**Trecho selecionado:**

▼

De todas as canções que falam de tempo, uma é a minha preferida. Parece que Gilberto Gil a escreveu para mim. Cada verso soa como um recado para mim. Pretensiosa, não é? Pois é. Infelizmente, porém, não tive essa sorte. Gil escreveu a música para o mundo. Creio que ela fala a todos, e cada um sente a canção de um jeito próprio.

“Cada Tempo em seu Lugar” (Gilberto Gil), gravada em 1989:

Cada tempo em seu lugar

Preciso refrear um pouco o meu desejo de ajudar

Não vou mudar um mundo louco dando socos para o ar

Não posso me esquecer que a pressa

É a inimiga da perfeição

Se eu ando o tempo todo a jato, ao menos

Aprendi a ser o último a sair do avião

Preciso me livrar do ofício de ter que ser sempre bom

Bondade pode ser um vício, levar a lugar nenhum

Não posso me esquecer que o açoite

Também foi usado por Jesus

Se eu ando o tempo todo aflito, ao menos

Aprendi a dar meu grito e a carregar a minha cruz

Ô-ô, ô-ô

Cada coisa em seu lugar

Ô-ô, ô-ô

A bondade, quando for bom ser bom

A justiça, quando for melhor

O perdão:

Se for preciso perdoar

Agora deve estar chegando a hora de ir descansar

Um velho sábio na Bahia recomendou: "Devagar"

Não posso me esquecer que um dia

Houve em que eu nem estava aqui

Se eu ando por aí correndo, ao menos

Eu vou aprendendo o jeito de não ter mais aonde ir

Ô-ô, ô-ô

Cada tempo em seu lugar

Ô-ô, ô-ô

A velocidade, quando for bom

A saudade, quando for melhor

Solidão:

Quando a desilusão chegar

Sabe o que é curioso? É que Gil compôs essa canção com sentimentos bem diversos dos que desperta em mim e em uma realidade completamente diferente. Olha o que ele escreveu em seu site sobre a música:

"Um autorretrato autocrítico.

O começo versa sobre a atuação política no mundo; a ilusão de que a transformação pode ser feita segundo o seu lema, sua imagem; de que ela não é um processo lento, contraditório, cheio de altos e baixos e de vaivens, ao invés de um escorrer no tempo; e o fato de que muitas vezes ela é imperceptível, misteriosa, e o afã humano de que ela seja algo dominável é uma panacéia, coisa das ideologias. Muito a ver com eu ter ido para a política, tentar dar uma contribuição, como gratificação egoísta de desejo.

▲

**Objetivos:**
A) Reapresente, sem qualquer alteração, a parte do trecho selecionado que começa em "O começo versa" e segue até "egoísta de desejo.".
B) Transcreva fielmente somente as linhas das entradas que começam na linha com "the blue sky" e seguem até o final das entradas, incluídas as duas extremidades.
O trecho selecionado e as entradas têm origens distintas.

**Dados fornecidos:**
▼

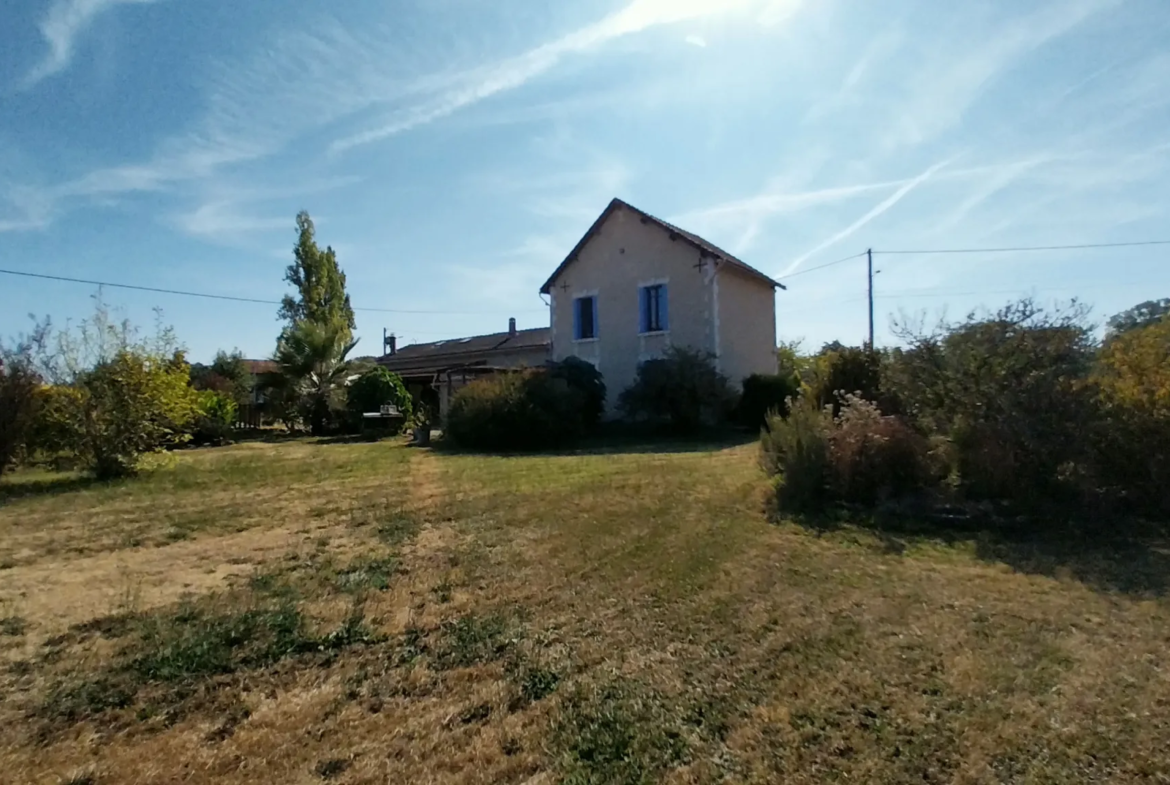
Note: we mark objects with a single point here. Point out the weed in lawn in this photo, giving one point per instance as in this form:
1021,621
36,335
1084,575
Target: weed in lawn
366,575
331,768
87,777
617,732
470,640
13,626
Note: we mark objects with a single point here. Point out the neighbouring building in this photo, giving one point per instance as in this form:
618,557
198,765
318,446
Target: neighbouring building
635,284
632,287
433,372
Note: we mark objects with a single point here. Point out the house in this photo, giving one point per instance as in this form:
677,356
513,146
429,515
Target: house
634,286
433,372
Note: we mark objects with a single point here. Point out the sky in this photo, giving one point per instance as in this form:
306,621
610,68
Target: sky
453,152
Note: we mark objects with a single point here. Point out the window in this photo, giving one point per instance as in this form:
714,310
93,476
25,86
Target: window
585,318
654,309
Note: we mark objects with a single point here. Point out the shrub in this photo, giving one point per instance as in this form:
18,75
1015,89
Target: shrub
875,456
131,405
520,411
860,456
55,435
1133,442
19,398
373,388
764,394
215,415
585,378
795,450
1009,391
840,371
682,390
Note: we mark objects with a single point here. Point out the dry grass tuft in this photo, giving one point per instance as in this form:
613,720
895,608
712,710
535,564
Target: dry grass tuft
365,613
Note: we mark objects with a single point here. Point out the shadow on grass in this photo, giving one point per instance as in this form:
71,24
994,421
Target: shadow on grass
624,441
16,487
1108,555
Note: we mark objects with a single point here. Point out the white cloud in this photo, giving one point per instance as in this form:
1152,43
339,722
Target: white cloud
62,26
875,212
511,73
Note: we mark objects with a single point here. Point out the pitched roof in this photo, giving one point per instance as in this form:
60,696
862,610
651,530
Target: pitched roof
442,355
703,246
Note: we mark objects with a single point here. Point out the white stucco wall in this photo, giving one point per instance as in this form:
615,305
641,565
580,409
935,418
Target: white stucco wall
623,256
747,325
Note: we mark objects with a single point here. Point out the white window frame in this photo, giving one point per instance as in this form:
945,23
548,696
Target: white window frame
642,284
597,328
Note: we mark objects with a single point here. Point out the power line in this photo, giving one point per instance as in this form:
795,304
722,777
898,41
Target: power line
821,267
1029,248
231,297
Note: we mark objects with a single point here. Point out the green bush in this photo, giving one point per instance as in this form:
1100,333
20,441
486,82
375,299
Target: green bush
520,411
682,390
859,456
373,388
795,450
131,405
1010,390
840,371
55,435
585,378
875,456
764,394
215,417
19,385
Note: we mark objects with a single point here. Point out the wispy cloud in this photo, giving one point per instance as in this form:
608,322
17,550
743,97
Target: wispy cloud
66,21
511,73
879,209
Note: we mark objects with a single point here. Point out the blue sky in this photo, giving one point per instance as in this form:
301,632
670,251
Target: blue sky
453,151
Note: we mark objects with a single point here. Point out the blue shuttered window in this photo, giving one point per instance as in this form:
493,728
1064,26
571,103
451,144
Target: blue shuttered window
584,318
653,309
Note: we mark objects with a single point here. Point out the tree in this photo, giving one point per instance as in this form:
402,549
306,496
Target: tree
312,369
374,387
131,405
319,283
1140,316
226,374
1007,388
19,399
682,387
1133,374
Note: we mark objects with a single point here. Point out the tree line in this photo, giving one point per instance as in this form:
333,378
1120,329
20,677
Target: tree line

▲

**Respostas finais:**
A)
O começo versa sobre a atuação política no mundo; a ilusão de que a transformação pode ser feita segundo o seu lema, sua imagem; de que ela não é um processo lento, contraditório, cheio de altos e baixos e de vaivens, ao invés de um escorrer no tempo; e o fato de que muitas vezes ela é imperceptível, misteriosa, e o afã humano de que ela seja algo dominável é uma panacéia, coisa das ideologias. Muito a ver com eu ter ido para a política, tentar dar uma contribuição, como gratificação egoísta de desejo.

B)
Note: we mark objects with a single point here. Point out the blue sky in this photo, giving one point per instance as in this form:
301,632
670,251
Target: blue sky
453,151
Note: we mark objects with a single point here. Point out the blue shuttered window in this photo, giving one point per instance as in this form:
493,728
1064,26
571,103
451,144
Target: blue shuttered window
584,318
653,309
Note: we mark objects with a single point here. Point out the tree in this photo, giving one point per instance as in this form:
402,549
306,496
Target: tree
312,369
374,387
131,405
319,283
1140,316
226,374
1007,388
19,399
682,387
1133,374
Note: we mark objects with a single point here. Point out the tree line in this photo, giving one point per instance as in this form:
333,378
1120,329
20,677
Target: tree line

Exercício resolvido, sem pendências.